## Task description
Give every entry again, unchanged, and leave its images out.

## Data provided
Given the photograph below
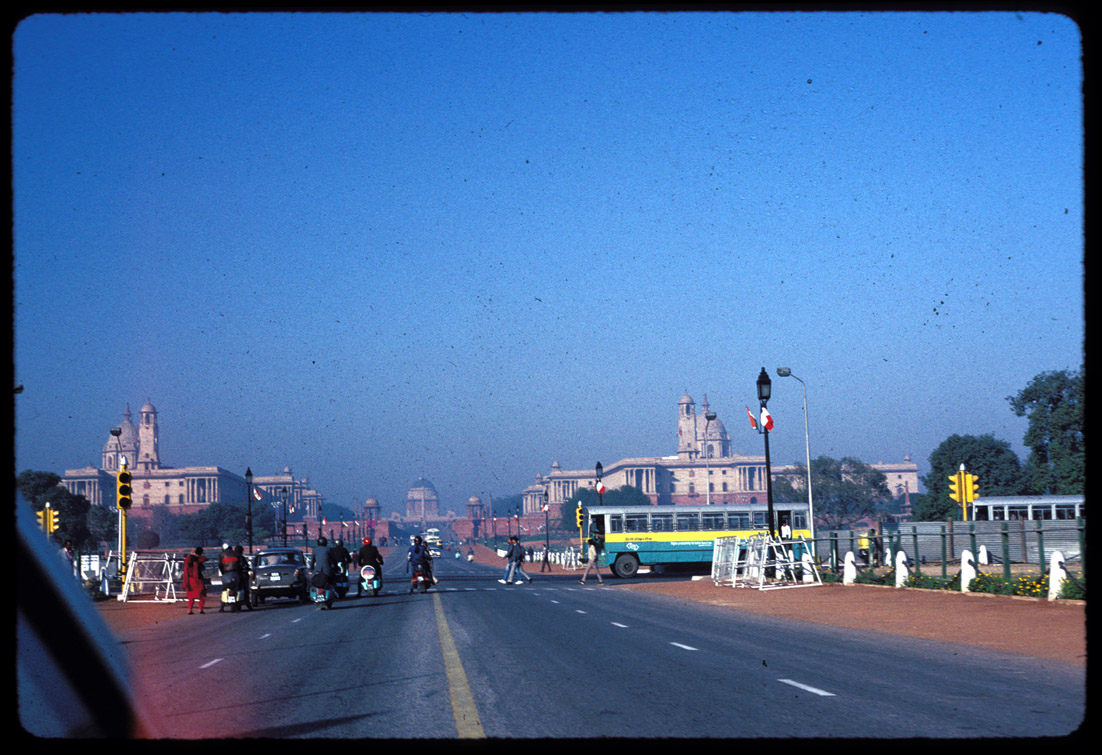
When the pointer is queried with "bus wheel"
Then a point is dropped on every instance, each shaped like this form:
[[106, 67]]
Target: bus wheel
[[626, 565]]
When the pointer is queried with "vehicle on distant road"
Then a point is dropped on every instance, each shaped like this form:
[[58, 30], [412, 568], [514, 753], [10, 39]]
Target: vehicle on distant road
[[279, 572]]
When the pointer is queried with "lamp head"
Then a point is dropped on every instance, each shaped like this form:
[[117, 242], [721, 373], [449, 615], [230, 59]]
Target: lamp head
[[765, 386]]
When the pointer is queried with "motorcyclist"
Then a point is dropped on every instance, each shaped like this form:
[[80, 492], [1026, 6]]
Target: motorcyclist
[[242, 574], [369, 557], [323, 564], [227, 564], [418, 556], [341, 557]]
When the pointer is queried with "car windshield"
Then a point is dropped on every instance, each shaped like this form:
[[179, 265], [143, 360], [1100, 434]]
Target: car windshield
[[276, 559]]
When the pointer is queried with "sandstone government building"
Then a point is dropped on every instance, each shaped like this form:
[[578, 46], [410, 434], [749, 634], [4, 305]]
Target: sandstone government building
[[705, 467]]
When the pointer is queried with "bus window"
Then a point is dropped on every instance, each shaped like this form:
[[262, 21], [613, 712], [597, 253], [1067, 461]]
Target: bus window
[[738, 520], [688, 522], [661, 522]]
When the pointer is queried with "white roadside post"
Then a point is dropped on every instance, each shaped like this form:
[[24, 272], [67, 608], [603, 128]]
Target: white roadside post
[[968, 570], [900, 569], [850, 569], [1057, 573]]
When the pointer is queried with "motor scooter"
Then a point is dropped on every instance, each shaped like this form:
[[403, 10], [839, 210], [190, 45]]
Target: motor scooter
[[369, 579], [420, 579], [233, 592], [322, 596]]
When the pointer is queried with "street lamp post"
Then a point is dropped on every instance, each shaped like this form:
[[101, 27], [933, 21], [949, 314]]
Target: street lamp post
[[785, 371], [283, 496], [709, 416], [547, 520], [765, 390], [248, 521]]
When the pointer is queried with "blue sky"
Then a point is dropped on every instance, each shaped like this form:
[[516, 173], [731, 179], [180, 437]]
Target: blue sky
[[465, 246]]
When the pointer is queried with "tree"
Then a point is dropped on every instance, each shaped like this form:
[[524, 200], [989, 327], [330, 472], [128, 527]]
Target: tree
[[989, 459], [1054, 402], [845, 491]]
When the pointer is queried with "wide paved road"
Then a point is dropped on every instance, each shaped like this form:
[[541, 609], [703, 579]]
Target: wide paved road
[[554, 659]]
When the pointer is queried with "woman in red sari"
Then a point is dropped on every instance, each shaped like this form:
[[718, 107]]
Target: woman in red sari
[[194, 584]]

## Completed task
Given the photograph below
When the pointer is queried with "bus wheel"
Then a point is dropped on every instance, each shaped like this form:
[[106, 67]]
Target: bus wheel
[[626, 565]]
When the pointer is queried with "vehicle on distant road"
Then a point is dropped on every instance, each shaped like this form:
[[58, 30], [412, 568], [514, 753], [10, 39]]
Target: vehicle on distant road
[[279, 572]]
When the pointer is queried with "lamp head"
Then a point is dropped on every instance, each shaped like this form:
[[117, 242], [721, 373], [449, 615], [230, 59]]
Target: lamp head
[[765, 386]]
When the pointer is queried with "motorcyclist"
Then a point is dropped on every instance, each shaped like this form:
[[80, 492], [1026, 6]]
Target: motorcyclist
[[242, 574], [369, 557], [323, 564], [227, 564], [418, 556], [341, 557]]
When the pointer is queried with "car windshield"
Then a point is dropped on every instance, each shaped like this form:
[[179, 265], [143, 360], [1100, 434]]
Target: car windshield
[[276, 559]]
When the pointer is queried with "sandstone government building"
Then a point is dropped on every instance, each shaped like this form:
[[578, 46], [410, 434], [749, 634], [4, 305]]
Target: sandstone government building
[[705, 467]]
When the pointer is queried with "bus window"
Then a point is dropped on every instance, each shaped like this form:
[[262, 21], [613, 712], [597, 253], [1067, 461]]
Target: bus window
[[738, 520], [688, 522], [661, 522]]
When the pointer is queried with "white roadside post"
Then a point is dropped on every instance, each shaped like this form:
[[24, 272], [67, 608], [603, 128]]
Target: white roadside post
[[968, 570], [900, 569], [850, 569], [1057, 573]]
When the pointer is queried with "motor scooter"
Then a point is dropped on every instance, each shaped like this form:
[[403, 10], [839, 210], [190, 45]]
Target: motor scooter
[[369, 579], [420, 579], [233, 592], [322, 596]]
When the pointer is queried with "street lamp post"
Then a point is dropped on every instance, each shaped like this form:
[[101, 27], [933, 21], [949, 314]]
Target: street lamp post
[[785, 371], [283, 496], [709, 416], [547, 520], [765, 390], [248, 521]]
When the pointer is queried with "blue sky"
Then a point is dropped on every instance, each shaped like this form:
[[516, 173], [731, 179], [180, 437]]
Target: blue sky
[[465, 246]]
When the pointer is queried with "tree"
Then a point is dropped on every instance, each shaped like this form:
[[524, 200], [989, 327], [330, 472], [128, 527]]
Target: tree
[[989, 459], [1054, 402], [845, 491]]
When the pointer is queried with "wide paved road"
Then a point is dropped on every instance, each shaped like this form:
[[541, 609], [703, 579]]
Target: wide paved road
[[554, 659]]
When the pointer is queried with "woman in red sari"
Then a point is dropped on every instance, each shaped like this form:
[[718, 107]]
Target: woman in red sari
[[194, 584]]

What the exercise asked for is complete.